Deine Aufgabe
Setze bitte den Forenthread über Spiele mit einer WTF-Story nach dem letzten Beitrag fort.

***** Quellenauszug *****

# Spiele mit einer "WTF"-Story



## KartoffelxD (24. Juli 2013)

Guten Tag 
Ich suche Spiele, welche eine wirklich krasse Story haben, wie zum Beispiel Bioshock I., The Last of Us.... 
Also welche wo man am ende wirklich denkt, "WTF, was ist da gerade passiert!"

Es können neue Spiele sein, für'n Pc oder auch alte für'n PC oder PS2..
Da ich demnächt eine Xbo360 bekomme, könnt ihr auch dafür welche nennen..


----------



## Painkiller (24. Juli 2013)

Da wären:
BioShock Infinite, Half Life-Serie, Portal, Portal 2, Heavy Rain,  Red Dead Redemption, Mass Effect Trilogie, CoD Black Ops I, Halo Reihe


----------



## Fexzz (24. Juli 2013)

WTF hab ich beim Ende von Mass Effect 3 defintiv gedacht.  Die Reihe ansich ist aber sehr gut storymäßig, kann ich für Sci-Fi Fans nur empfehlen.


----------



## Robonator (24. Juli 2013)

Prey, Amnesia, Doom,


----------



## Coldhardt (24. Juli 2013)

Silent Hill, Bioshock, dead Space vllt. und Far Cry 3: Blood Dragon


----------



## jamie (24. Juli 2013)

Bioshock II ist dahingehend das Beste, das ich ich gespielt habe.

***** Bereitgestelltes Material *****

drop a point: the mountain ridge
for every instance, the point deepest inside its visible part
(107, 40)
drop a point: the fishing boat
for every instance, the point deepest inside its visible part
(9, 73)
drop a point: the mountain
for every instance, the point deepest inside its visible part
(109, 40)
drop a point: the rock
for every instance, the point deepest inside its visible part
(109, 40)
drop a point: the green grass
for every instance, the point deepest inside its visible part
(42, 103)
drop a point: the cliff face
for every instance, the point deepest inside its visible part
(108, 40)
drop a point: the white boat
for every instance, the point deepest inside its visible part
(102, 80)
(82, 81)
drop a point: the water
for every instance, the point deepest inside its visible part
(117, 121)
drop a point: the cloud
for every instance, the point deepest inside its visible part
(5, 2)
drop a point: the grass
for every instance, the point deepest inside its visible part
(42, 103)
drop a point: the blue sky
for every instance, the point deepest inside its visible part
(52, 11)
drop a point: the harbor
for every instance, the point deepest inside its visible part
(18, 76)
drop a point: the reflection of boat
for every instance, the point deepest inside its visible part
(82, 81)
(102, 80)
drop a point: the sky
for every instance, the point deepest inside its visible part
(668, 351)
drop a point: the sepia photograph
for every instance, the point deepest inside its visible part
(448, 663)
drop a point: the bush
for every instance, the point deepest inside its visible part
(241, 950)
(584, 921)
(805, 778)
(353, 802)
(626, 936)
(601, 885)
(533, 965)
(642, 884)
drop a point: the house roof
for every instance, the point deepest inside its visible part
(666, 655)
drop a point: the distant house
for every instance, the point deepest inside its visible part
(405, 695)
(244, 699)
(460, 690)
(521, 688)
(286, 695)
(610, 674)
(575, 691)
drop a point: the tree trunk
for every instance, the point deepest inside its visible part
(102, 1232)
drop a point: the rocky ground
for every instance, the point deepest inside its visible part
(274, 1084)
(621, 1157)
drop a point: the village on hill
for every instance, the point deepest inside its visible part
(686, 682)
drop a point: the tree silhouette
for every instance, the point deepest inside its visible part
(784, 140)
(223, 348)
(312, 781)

*****
***** Bereitgestelltes Material *****

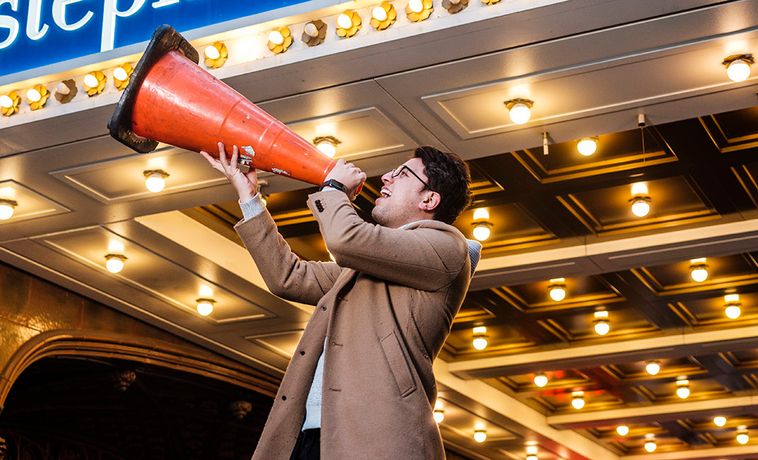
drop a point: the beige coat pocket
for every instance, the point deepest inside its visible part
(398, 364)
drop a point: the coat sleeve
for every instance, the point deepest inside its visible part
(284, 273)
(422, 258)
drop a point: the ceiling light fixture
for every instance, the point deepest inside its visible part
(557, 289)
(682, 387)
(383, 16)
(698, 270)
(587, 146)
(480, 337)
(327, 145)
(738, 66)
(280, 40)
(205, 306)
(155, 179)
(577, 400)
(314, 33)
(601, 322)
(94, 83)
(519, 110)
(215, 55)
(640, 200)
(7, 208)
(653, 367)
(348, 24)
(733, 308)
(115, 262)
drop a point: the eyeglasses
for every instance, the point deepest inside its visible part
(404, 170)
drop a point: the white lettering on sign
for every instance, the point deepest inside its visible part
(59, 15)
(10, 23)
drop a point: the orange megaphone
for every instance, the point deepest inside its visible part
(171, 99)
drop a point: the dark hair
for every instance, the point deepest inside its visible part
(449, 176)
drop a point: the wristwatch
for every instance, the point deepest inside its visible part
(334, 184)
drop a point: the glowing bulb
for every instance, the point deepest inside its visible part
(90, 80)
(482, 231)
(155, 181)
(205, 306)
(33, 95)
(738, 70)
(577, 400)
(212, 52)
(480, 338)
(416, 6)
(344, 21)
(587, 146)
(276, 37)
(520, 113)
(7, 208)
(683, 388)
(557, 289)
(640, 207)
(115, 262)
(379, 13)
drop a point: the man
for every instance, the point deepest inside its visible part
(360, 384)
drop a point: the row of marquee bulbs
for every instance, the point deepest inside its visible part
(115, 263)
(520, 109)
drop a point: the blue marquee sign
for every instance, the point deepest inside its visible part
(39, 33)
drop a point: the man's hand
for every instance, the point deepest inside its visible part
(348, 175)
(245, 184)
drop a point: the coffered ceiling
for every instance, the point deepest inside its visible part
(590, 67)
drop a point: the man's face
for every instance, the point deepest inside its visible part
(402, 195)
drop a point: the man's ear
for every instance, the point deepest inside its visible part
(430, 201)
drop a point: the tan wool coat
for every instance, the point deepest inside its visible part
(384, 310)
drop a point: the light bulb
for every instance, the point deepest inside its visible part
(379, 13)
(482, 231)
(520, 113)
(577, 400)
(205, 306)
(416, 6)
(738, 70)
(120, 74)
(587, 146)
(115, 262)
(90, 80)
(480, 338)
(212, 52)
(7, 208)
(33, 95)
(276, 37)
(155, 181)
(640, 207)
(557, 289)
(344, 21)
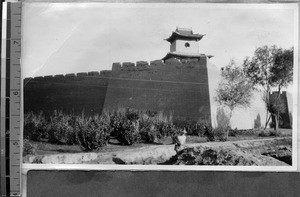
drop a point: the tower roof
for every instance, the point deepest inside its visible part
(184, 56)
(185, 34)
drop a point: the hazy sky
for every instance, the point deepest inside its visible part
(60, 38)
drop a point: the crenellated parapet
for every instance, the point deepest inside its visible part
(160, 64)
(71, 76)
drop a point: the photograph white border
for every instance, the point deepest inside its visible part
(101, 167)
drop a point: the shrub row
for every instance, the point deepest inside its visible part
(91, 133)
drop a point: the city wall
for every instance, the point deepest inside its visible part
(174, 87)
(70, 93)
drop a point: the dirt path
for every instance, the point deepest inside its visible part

*****
***** Bereitgestelltes Material *****

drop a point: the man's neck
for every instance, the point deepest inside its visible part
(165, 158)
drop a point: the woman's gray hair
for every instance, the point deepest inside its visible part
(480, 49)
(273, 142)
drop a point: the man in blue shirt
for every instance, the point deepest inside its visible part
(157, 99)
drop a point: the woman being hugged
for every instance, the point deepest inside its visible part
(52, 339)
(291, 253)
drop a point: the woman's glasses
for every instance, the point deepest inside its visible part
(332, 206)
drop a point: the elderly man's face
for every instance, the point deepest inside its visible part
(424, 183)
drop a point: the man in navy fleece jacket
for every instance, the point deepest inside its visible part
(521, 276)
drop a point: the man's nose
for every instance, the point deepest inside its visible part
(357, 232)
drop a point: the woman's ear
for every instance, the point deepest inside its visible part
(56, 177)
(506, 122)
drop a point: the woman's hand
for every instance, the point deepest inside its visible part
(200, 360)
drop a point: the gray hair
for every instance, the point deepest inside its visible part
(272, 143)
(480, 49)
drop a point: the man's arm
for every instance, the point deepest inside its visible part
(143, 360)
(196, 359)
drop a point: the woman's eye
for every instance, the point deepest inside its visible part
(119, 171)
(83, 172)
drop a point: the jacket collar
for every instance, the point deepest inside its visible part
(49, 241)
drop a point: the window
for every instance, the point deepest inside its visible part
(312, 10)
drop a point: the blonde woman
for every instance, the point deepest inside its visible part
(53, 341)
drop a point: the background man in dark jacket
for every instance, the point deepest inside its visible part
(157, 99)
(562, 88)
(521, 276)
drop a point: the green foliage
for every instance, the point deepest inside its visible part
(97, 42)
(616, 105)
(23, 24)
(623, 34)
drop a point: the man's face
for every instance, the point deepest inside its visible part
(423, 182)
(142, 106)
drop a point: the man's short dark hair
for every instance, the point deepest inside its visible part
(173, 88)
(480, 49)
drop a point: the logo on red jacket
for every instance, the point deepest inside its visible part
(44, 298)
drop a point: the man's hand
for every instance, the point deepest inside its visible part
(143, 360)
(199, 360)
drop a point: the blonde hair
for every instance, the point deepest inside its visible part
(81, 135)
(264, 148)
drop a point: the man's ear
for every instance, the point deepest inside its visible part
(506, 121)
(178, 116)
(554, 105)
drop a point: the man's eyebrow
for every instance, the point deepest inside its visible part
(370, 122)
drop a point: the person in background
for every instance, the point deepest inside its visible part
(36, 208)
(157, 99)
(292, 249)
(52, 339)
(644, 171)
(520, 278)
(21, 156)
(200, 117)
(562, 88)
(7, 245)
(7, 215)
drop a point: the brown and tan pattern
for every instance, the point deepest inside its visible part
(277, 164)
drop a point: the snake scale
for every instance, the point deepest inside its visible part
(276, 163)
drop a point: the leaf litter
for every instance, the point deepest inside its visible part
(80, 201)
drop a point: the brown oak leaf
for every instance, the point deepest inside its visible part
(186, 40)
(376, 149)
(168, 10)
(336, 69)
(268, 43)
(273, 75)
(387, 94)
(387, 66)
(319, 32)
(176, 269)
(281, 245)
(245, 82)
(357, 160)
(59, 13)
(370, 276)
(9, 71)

*****

Die Antwort
Das neue Tomb Raider ist zwar nicht so WTF aber doch recht atmosphärisch.
Deus Ex: Human Revolution ist unheimlich fesselnd.
Kane and Lynch 2 macht auch atmosphärisch was her (besonders durch die ungewohnte Handykameraoptik).
Zusammennfassend: Bioshock II: krasse Story und Atmosphäre, Deus Ex: Human Revolution auch. kane and Lynch 2 und Tomb Raider von der Story nicht ganz so stark, trotzdem atmosphärisch.


----------



## Monsjo (24. Juli 2013)

Saints Row , hat sogar zwei WTF-Enden. Eig. ist das ganze Spiel ein großer WTF-Moment.


----------



## jamie (24. Juli 2013)

@Monsjo: WTF ja, wirklich stark ist die Story aber nicht.


----------



## Monsjo (24. Juli 2013)

jamie schrieb:


> @Monsjo: WTF ja, wirklich stark ist die Story aber nicht.


 
Wurde ja nirgends gesagt. 

Wie wäre es mit Penumbra?


----------



## jamie (24. Juli 2013)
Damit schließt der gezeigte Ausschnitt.